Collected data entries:
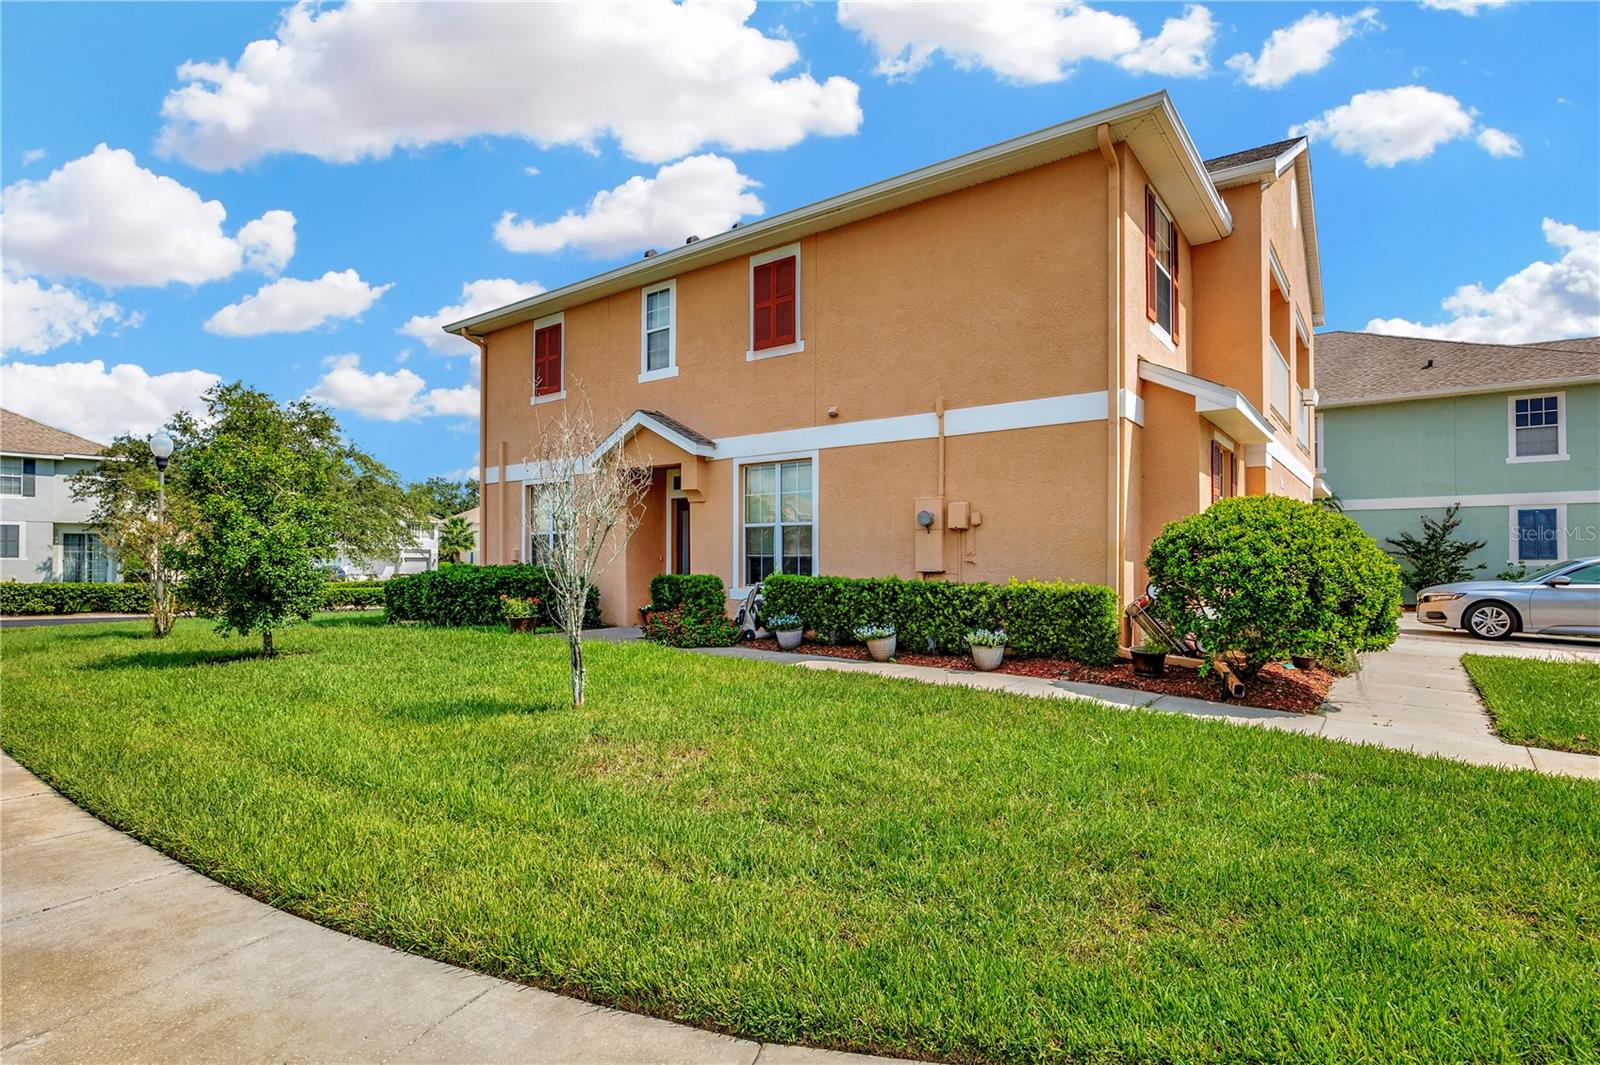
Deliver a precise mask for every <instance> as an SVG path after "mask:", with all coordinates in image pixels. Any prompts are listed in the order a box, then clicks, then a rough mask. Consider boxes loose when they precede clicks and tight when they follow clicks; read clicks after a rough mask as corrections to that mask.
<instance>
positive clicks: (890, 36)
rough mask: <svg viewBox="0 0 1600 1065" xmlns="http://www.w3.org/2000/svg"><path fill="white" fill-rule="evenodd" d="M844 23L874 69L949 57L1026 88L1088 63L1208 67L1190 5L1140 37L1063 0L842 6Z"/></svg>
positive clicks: (886, 4)
mask: <svg viewBox="0 0 1600 1065" xmlns="http://www.w3.org/2000/svg"><path fill="white" fill-rule="evenodd" d="M838 21H840V24H842V26H846V27H850V29H853V30H856V34H858V35H859V37H861V38H862V40H866V42H867V43H869V45H872V50H874V51H875V53H877V58H878V64H877V74H880V75H883V77H888V78H891V80H893V78H909V77H912V75H915V74H917V72H918V70H922V69H923V67H926V66H928V62H930V61H931V59H933V54H934V53H944V54H946V56H947V58H949V59H950V62H954V64H955V66H957V67H958V69H962V70H971V69H974V67H986V69H989V70H992V72H994V74H995V75H998V77H1002V78H1005V80H1008V82H1018V83H1022V85H1038V83H1043V82H1059V80H1062V78H1064V77H1067V75H1069V74H1072V67H1074V66H1075V64H1078V62H1082V61H1085V59H1099V61H1102V62H1117V64H1120V66H1123V67H1126V69H1130V70H1134V72H1147V74H1162V75H1171V77H1176V75H1198V74H1203V72H1205V70H1206V69H1208V67H1210V61H1208V58H1206V51H1208V48H1210V45H1211V37H1213V34H1214V27H1213V24H1211V13H1210V11H1206V10H1205V8H1203V6H1198V5H1195V6H1190V8H1187V10H1186V11H1184V16H1182V18H1181V19H1168V21H1166V24H1165V26H1163V27H1162V32H1160V34H1158V35H1157V37H1154V38H1150V40H1144V37H1142V34H1141V32H1139V26H1138V24H1136V22H1134V21H1133V19H1130V18H1126V16H1123V14H1112V13H1110V11H1101V10H1096V8H1091V6H1088V5H1086V3H1077V2H1070V0H1061V2H1056V3H1029V2H1027V0H994V2H981V0H966V2H960V3H917V2H915V0H883V2H878V0H874V2H870V3H866V2H848V0H846V2H845V3H840V5H838Z"/></svg>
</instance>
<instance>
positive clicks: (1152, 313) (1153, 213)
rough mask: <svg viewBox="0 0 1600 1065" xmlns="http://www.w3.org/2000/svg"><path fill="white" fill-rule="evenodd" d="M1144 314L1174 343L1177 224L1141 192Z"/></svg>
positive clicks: (1171, 218)
mask: <svg viewBox="0 0 1600 1065" xmlns="http://www.w3.org/2000/svg"><path fill="white" fill-rule="evenodd" d="M1144 313H1146V317H1147V318H1149V320H1150V321H1154V323H1155V325H1157V326H1158V328H1160V329H1162V331H1165V333H1166V336H1170V337H1171V339H1173V344H1176V342H1178V224H1176V222H1173V216H1171V214H1168V213H1166V208H1165V206H1162V201H1160V200H1157V198H1155V190H1154V189H1146V190H1144Z"/></svg>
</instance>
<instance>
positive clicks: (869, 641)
mask: <svg viewBox="0 0 1600 1065" xmlns="http://www.w3.org/2000/svg"><path fill="white" fill-rule="evenodd" d="M856 640H861V641H864V643H866V644H867V654H870V656H872V660H874V662H888V660H890V659H893V657H894V625H883V624H874V625H856Z"/></svg>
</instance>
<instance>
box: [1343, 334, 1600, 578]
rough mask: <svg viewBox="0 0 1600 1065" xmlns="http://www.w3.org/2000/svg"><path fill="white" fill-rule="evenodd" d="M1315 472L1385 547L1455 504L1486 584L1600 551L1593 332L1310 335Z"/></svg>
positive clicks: (1595, 349) (1460, 529)
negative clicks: (1543, 333) (1475, 338)
mask: <svg viewBox="0 0 1600 1065" xmlns="http://www.w3.org/2000/svg"><path fill="white" fill-rule="evenodd" d="M1317 392H1318V406H1317V409H1318V414H1317V422H1318V425H1317V443H1318V448H1317V451H1318V454H1317V467H1318V470H1317V472H1318V473H1320V475H1322V478H1323V480H1325V481H1326V483H1328V486H1330V488H1331V489H1333V493H1334V494H1336V496H1338V497H1339V501H1341V502H1342V504H1344V512H1346V513H1347V515H1350V517H1352V518H1355V520H1357V521H1358V523H1360V525H1362V528H1363V529H1366V531H1368V532H1371V534H1373V537H1376V539H1378V542H1379V544H1382V542H1384V539H1386V537H1390V536H1395V534H1397V532H1400V531H1402V529H1411V531H1414V532H1418V534H1421V515H1424V513H1427V515H1434V517H1440V515H1443V512H1445V509H1446V507H1448V505H1451V504H1458V502H1459V504H1461V518H1462V525H1461V529H1459V532H1458V536H1462V537H1467V539H1474V540H1483V542H1485V547H1483V548H1482V550H1480V552H1477V556H1475V560H1474V561H1477V563H1483V566H1485V569H1483V571H1482V576H1485V577H1493V576H1494V574H1498V572H1499V571H1502V569H1506V568H1507V566H1509V564H1515V563H1517V561H1522V563H1525V564H1526V566H1528V569H1538V568H1539V566H1541V564H1544V563H1547V561H1555V560H1563V558H1579V556H1586V555H1600V337H1589V339H1578V341H1550V342H1542V344H1515V345H1512V344H1466V342H1456V341H1422V339H1414V337H1397V336H1379V334H1373V333H1323V334H1318V337H1317Z"/></svg>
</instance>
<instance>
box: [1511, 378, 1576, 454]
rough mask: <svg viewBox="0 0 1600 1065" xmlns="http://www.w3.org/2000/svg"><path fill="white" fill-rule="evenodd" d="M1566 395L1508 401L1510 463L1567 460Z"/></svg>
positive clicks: (1526, 398) (1514, 397)
mask: <svg viewBox="0 0 1600 1065" xmlns="http://www.w3.org/2000/svg"><path fill="white" fill-rule="evenodd" d="M1565 408H1566V393H1565V392H1546V393H1542V395H1512V397H1506V417H1507V425H1506V430H1507V435H1509V438H1507V457H1506V461H1507V462H1560V461H1565V459H1566V409H1565Z"/></svg>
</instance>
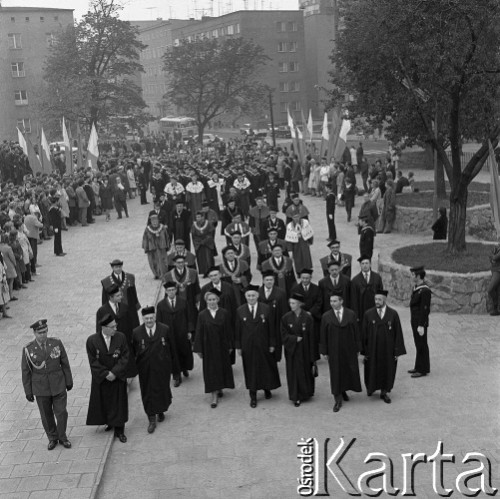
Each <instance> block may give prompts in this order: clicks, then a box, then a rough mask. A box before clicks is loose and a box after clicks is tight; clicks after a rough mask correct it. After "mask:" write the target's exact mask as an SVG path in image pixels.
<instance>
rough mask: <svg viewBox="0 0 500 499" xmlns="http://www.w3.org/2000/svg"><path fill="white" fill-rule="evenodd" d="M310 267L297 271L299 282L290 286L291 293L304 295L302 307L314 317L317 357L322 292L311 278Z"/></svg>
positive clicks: (314, 353)
mask: <svg viewBox="0 0 500 499" xmlns="http://www.w3.org/2000/svg"><path fill="white" fill-rule="evenodd" d="M312 273H313V271H312V269H302V270H300V272H299V279H300V282H298V283H295V284H294V286H293V287H292V290H291V293H292V295H293V294H299V295H302V296H303V297H304V304H303V306H302V308H303V309H304V310H305V311H306V312H309V313H310V314H311V315H312V317H313V319H314V338H315V348H314V358H315V359H316V360H318V359H319V327H320V324H321V316H322V315H323V313H322V310H323V304H322V299H323V296H322V293H321V290H320V289H319V286H318V285H317V284H314V283H313V282H312V281H311V280H312Z"/></svg>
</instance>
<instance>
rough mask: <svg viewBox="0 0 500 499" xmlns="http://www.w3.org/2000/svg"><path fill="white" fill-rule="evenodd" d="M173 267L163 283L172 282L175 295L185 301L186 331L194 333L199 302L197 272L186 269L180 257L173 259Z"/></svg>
mask: <svg viewBox="0 0 500 499" xmlns="http://www.w3.org/2000/svg"><path fill="white" fill-rule="evenodd" d="M174 264H175V267H174V268H173V269H172V270H170V271H169V272H167V274H166V276H165V282H168V281H173V282H175V285H176V287H177V295H178V296H180V297H181V298H183V299H184V300H186V303H187V309H188V330H189V331H194V330H195V328H196V320H197V319H198V303H199V301H200V282H199V280H198V272H197V271H196V270H194V269H190V268H188V267H186V259H185V258H184V257H183V256H182V255H176V256H175V257H174Z"/></svg>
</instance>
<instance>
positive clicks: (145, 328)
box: [133, 307, 179, 433]
mask: <svg viewBox="0 0 500 499" xmlns="http://www.w3.org/2000/svg"><path fill="white" fill-rule="evenodd" d="M142 317H143V320H144V324H142V325H141V326H139V327H137V328H135V329H134V333H133V353H134V355H135V359H136V364H137V370H138V371H139V385H140V387H141V398H142V405H143V406H144V411H145V412H146V415H147V416H148V420H149V425H148V433H153V432H154V431H155V428H156V417H157V416H158V422H160V423H161V422H162V421H164V420H165V414H164V412H166V411H168V408H169V407H170V404H171V403H172V392H171V390H170V376H171V375H172V374H173V375H174V377H175V376H178V375H179V365H178V362H177V351H176V341H175V338H174V335H173V332H172V330H171V329H170V328H169V327H168V326H166V325H165V324H162V323H161V322H157V321H156V314H155V308H154V307H144V308H143V309H142Z"/></svg>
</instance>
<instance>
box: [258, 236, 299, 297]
mask: <svg viewBox="0 0 500 499" xmlns="http://www.w3.org/2000/svg"><path fill="white" fill-rule="evenodd" d="M269 271H271V272H272V273H273V274H274V277H275V278H276V286H278V287H279V288H280V289H282V290H283V291H284V293H285V295H286V297H287V298H288V297H289V296H290V293H291V290H292V286H293V285H294V284H295V282H296V281H295V272H294V271H293V262H292V259H291V258H288V257H287V256H283V247H282V246H281V245H280V244H275V245H274V247H273V252H272V256H271V258H269V259H268V260H265V261H264V262H263V263H262V275H264V273H267V272H269Z"/></svg>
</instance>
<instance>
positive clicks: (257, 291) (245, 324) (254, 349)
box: [235, 285, 281, 408]
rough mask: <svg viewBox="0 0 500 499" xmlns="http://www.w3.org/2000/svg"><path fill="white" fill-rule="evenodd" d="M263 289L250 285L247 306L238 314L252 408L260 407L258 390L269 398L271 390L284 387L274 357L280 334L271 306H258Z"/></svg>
mask: <svg viewBox="0 0 500 499" xmlns="http://www.w3.org/2000/svg"><path fill="white" fill-rule="evenodd" d="M258 298H259V287H258V286H252V285H250V286H248V287H247V289H246V291H245V299H246V301H247V303H246V304H245V305H241V307H239V308H238V310H237V311H236V335H235V347H236V350H237V351H238V354H239V355H240V356H241V357H242V360H243V372H244V374H245V385H246V387H247V389H248V390H249V393H250V407H252V408H255V407H257V390H264V393H265V398H266V399H270V398H271V397H272V394H271V390H274V389H276V388H279V387H280V386H281V382H280V376H279V372H278V366H277V364H276V360H275V358H274V356H273V353H274V349H275V346H276V337H275V333H276V331H273V328H272V327H271V324H270V311H269V307H268V306H267V305H264V304H263V303H258Z"/></svg>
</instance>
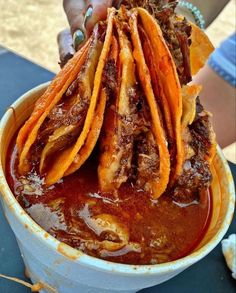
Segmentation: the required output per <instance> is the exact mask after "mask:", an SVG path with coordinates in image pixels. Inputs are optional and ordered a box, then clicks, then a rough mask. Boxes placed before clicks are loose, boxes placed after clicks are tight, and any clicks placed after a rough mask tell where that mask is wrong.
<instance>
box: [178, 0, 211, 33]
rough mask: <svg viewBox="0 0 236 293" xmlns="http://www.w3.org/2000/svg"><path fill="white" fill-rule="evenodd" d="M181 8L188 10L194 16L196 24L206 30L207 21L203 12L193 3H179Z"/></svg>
mask: <svg viewBox="0 0 236 293" xmlns="http://www.w3.org/2000/svg"><path fill="white" fill-rule="evenodd" d="M179 6H181V7H185V8H187V9H188V10H189V11H190V12H191V13H192V15H193V17H194V19H195V21H196V24H197V25H198V26H199V27H200V28H201V29H203V30H204V29H205V20H204V17H203V15H202V13H201V11H200V10H199V9H198V8H197V7H196V6H194V5H193V4H192V3H189V2H187V1H179Z"/></svg>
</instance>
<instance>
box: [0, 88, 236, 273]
mask: <svg viewBox="0 0 236 293" xmlns="http://www.w3.org/2000/svg"><path fill="white" fill-rule="evenodd" d="M49 83H50V82H46V83H43V84H40V85H39V86H36V87H34V88H33V89H31V90H29V91H27V92H26V93H25V94H23V95H22V96H20V97H19V98H18V99H17V100H16V101H15V102H14V103H13V104H12V105H11V106H10V107H9V108H8V109H7V111H6V112H5V114H4V115H3V117H2V119H1V121H0V149H1V145H2V144H3V141H2V139H1V138H2V135H3V132H4V128H5V126H6V125H7V122H8V120H9V118H10V117H11V115H13V109H15V108H17V107H18V106H19V105H20V104H21V103H23V102H24V101H25V100H27V98H28V97H29V96H31V95H32V94H34V93H35V92H38V91H40V90H43V89H46V87H47V86H48V84H49ZM217 155H218V156H219V159H220V160H221V162H222V164H223V166H224V169H225V173H227V182H228V189H227V190H228V193H229V205H228V207H227V212H226V215H225V218H224V221H222V223H221V225H220V227H219V229H218V232H217V233H216V234H215V235H214V236H213V237H212V238H211V239H210V241H209V242H208V243H206V244H205V245H204V246H203V247H201V248H199V249H198V250H197V251H194V252H192V253H191V254H189V255H187V256H185V257H183V258H180V259H178V260H175V261H171V262H167V263H162V264H155V265H129V264H121V263H114V262H110V261H106V260H102V259H99V258H95V257H93V256H89V255H87V254H85V253H83V252H82V251H79V250H77V249H75V248H72V247H70V246H69V248H70V251H71V252H72V254H73V255H75V256H77V257H76V258H70V257H67V259H70V260H71V261H73V262H74V263H78V264H79V265H84V266H88V267H92V268H94V269H96V270H100V271H101V270H102V271H106V272H113V273H120V274H126V275H144V274H145V275H146V274H147V275H156V274H165V273H167V272H168V273H171V272H174V271H177V270H181V269H182V270H184V269H185V268H187V267H188V266H190V265H192V264H194V263H196V262H197V261H199V260H200V259H202V258H203V257H205V256H206V255H207V254H208V253H210V252H211V251H212V250H213V249H214V248H215V247H216V246H217V245H218V243H219V242H220V241H221V239H222V238H223V236H224V235H225V233H226V232H227V230H228V228H229V225H230V223H231V219H232V217H233V213H234V207H235V205H234V203H235V189H234V181H233V177H232V174H231V171H230V168H229V165H228V163H227V161H226V159H225V158H224V156H223V153H222V151H221V149H220V148H219V146H217ZM0 192H1V194H0V196H1V197H2V199H3V201H4V202H5V204H6V205H7V206H8V208H10V210H11V213H13V214H14V215H15V216H16V218H17V220H18V222H19V223H21V225H22V228H23V229H24V227H28V229H29V230H30V231H31V232H32V233H33V234H34V236H35V237H37V238H38V240H39V241H40V242H41V243H42V244H44V245H45V246H47V247H48V248H50V249H52V250H54V251H55V252H58V253H60V251H59V250H58V247H59V245H60V244H62V242H60V241H59V240H57V239H56V238H55V237H53V236H51V235H50V234H48V233H47V232H46V231H45V230H44V229H43V228H41V227H40V226H39V225H38V224H37V223H36V222H35V221H34V220H33V219H32V218H31V217H30V216H29V215H28V214H27V213H26V212H25V210H24V209H23V208H22V207H21V206H20V204H19V203H18V201H17V200H16V198H15V196H14V195H13V193H12V192H11V189H10V187H9V185H8V183H7V180H6V177H5V174H4V171H3V166H2V157H1V153H0ZM45 233H47V234H48V235H47V237H45ZM65 246H67V245H65ZM60 254H61V255H64V254H62V253H60ZM64 256H65V255H64Z"/></svg>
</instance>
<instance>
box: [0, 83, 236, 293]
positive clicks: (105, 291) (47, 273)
mask: <svg viewBox="0 0 236 293" xmlns="http://www.w3.org/2000/svg"><path fill="white" fill-rule="evenodd" d="M47 85H48V83H46V84H42V85H40V86H38V87H36V88H34V89H32V90H31V91H29V92H27V93H26V94H24V95H23V96H21V97H20V98H19V99H18V100H17V101H16V102H15V103H14V104H13V105H12V106H11V107H9V109H8V110H7V111H6V113H5V115H4V116H3V118H2V120H1V122H0V191H1V194H2V196H1V202H2V206H3V210H4V213H5V216H6V218H7V220H8V222H9V224H10V226H11V228H12V230H13V232H14V233H15V236H16V239H17V242H18V245H19V248H20V251H21V253H22V256H23V260H24V263H25V266H26V269H27V271H28V273H29V275H30V278H31V280H32V282H34V283H35V282H42V283H44V284H48V285H50V286H51V287H53V288H55V289H56V290H57V291H58V292H60V293H77V292H83V293H88V292H90V293H95V292H96V293H103V292H104V293H105V292H109V293H111V292H123V293H125V292H127V293H128V292H129V293H131V292H136V291H138V290H140V289H142V288H146V287H150V286H154V285H157V284H160V283H162V282H164V281H166V280H168V279H170V278H172V277H174V276H175V275H177V274H179V273H180V272H182V271H183V270H185V269H186V268H188V267H189V266H191V265H193V264H194V263H196V262H197V261H199V260H200V259H202V258H203V257H204V256H206V255H207V254H208V253H209V252H210V251H212V249H214V247H215V246H216V245H217V244H218V243H219V242H220V241H221V239H222V238H223V236H224V234H225V233H226V231H227V229H228V227H229V225H230V223H231V220H232V217H233V212H234V205H235V191H234V183H233V179H232V175H231V172H230V169H229V166H228V164H227V162H226V160H225V159H224V157H223V155H222V152H221V151H220V149H219V148H218V149H217V154H216V156H215V159H214V162H213V166H212V172H213V177H214V179H213V182H212V195H213V215H212V219H211V223H210V226H209V229H208V231H207V233H206V235H205V237H204V239H203V240H202V241H201V243H200V245H199V246H198V247H197V248H196V249H195V250H194V251H193V252H192V253H191V254H190V255H188V256H186V257H184V258H181V259H179V260H176V261H172V262H169V263H164V264H158V265H140V266H138V265H124V264H117V263H112V262H108V261H104V260H101V259H98V258H94V257H91V256H88V255H86V254H84V253H82V252H81V251H78V250H76V249H73V248H71V247H69V246H68V245H66V244H64V243H62V242H60V241H58V240H57V239H55V238H54V237H52V236H51V235H49V234H48V233H47V232H46V231H45V230H43V229H42V228H41V227H40V226H39V225H38V224H37V223H35V222H34V220H33V219H32V218H31V217H30V216H29V215H28V214H27V213H26V212H25V211H24V209H23V208H22V207H21V206H20V205H19V203H18V202H17V201H16V199H15V197H14V195H13V193H12V192H11V190H10V188H9V186H8V183H7V181H6V177H5V163H6V154H7V149H8V147H9V143H10V141H11V139H12V138H13V136H14V135H15V133H16V131H17V130H18V129H19V127H20V126H21V125H22V124H23V122H24V121H25V120H26V119H27V118H28V117H29V115H30V113H31V112H32V109H33V106H34V102H35V101H36V99H37V98H38V97H39V96H40V95H41V94H42V93H43V92H44V91H45V89H46V87H47ZM40 292H49V293H50V290H48V289H46V288H44V289H42V290H41V291H40Z"/></svg>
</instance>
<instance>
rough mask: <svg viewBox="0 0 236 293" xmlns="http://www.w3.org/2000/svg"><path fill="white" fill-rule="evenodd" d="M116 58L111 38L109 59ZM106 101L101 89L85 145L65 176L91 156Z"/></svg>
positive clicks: (116, 51) (76, 168)
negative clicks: (88, 157)
mask: <svg viewBox="0 0 236 293" xmlns="http://www.w3.org/2000/svg"><path fill="white" fill-rule="evenodd" d="M117 57H118V44H117V40H116V38H115V37H113V38H112V44H111V52H110V58H111V59H114V60H117ZM106 101H107V95H106V90H105V89H104V88H103V89H102V91H101V94H100V99H99V101H98V106H97V109H96V113H95V115H94V119H93V123H92V126H91V129H90V132H89V134H88V137H87V139H86V141H85V144H84V146H83V147H82V148H81V150H80V151H79V153H78V154H77V155H76V157H75V159H74V161H73V163H72V164H71V165H70V167H69V168H68V169H67V171H66V172H65V176H67V175H70V174H72V173H74V172H75V171H76V170H78V169H79V168H80V167H81V166H82V165H83V164H84V162H85V161H86V160H87V159H88V157H89V156H90V155H91V153H92V151H93V149H94V147H95V145H96V143H97V140H98V138H99V135H100V132H101V128H102V125H103V120H104V111H105V107H106Z"/></svg>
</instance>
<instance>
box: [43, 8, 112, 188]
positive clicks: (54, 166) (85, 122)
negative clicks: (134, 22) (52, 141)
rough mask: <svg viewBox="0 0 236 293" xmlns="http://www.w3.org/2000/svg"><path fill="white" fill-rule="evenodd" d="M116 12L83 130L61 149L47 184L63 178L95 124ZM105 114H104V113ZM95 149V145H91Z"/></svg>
mask: <svg viewBox="0 0 236 293" xmlns="http://www.w3.org/2000/svg"><path fill="white" fill-rule="evenodd" d="M114 14H115V9H112V8H111V9H109V12H108V19H107V30H106V36H105V41H104V46H103V48H102V52H101V55H100V58H99V62H98V66H97V70H96V73H95V77H94V88H93V92H92V96H91V101H90V105H89V108H88V113H87V116H86V119H85V122H84V126H83V130H82V132H81V134H80V136H79V137H78V139H77V141H76V143H75V144H74V145H73V146H71V147H69V148H68V149H65V150H63V151H61V152H60V153H59V154H58V156H57V159H56V160H55V162H54V163H53V165H52V166H51V167H50V170H49V171H48V172H47V174H46V178H45V182H46V184H47V185H52V184H54V183H56V182H57V181H58V180H59V179H60V178H62V177H63V176H64V174H65V172H66V171H67V169H68V168H69V167H70V166H71V164H72V163H73V161H74V159H75V157H76V156H77V154H78V153H79V151H80V150H81V148H82V146H83V145H84V143H85V140H86V138H87V136H88V134H89V131H90V129H91V126H92V124H93V117H94V115H95V112H96V107H97V103H98V100H99V95H100V94H101V81H102V73H103V69H104V66H105V62H106V59H107V57H108V54H109V51H110V46H111V42H112V31H113V16H114ZM102 115H103V114H102ZM90 148H91V149H93V146H92V145H91V146H90Z"/></svg>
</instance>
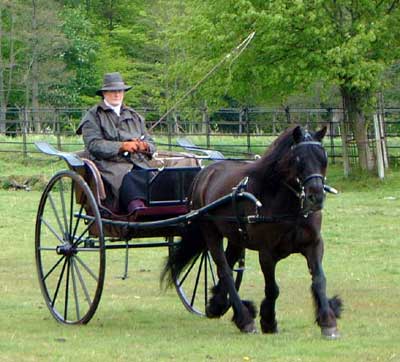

TASK DIRECTIONS: When you reach the line holding "box: [1343, 334, 1600, 578]" in the records above, begin reproducing exactly, stop after the line holding "positive clicks: (1595, 349) (1460, 529)", and output nothing else.

WRITTEN SOLUTION:
box: [1343, 334, 1600, 578]
rough mask: <svg viewBox="0 0 1600 1065" xmlns="http://www.w3.org/2000/svg"><path fill="white" fill-rule="evenodd" d="M1315 472L1385 547L1455 504L1486 584L1600 551L1593 332L1310 335Z"/></svg>
positive clicks: (1595, 349) (1460, 529)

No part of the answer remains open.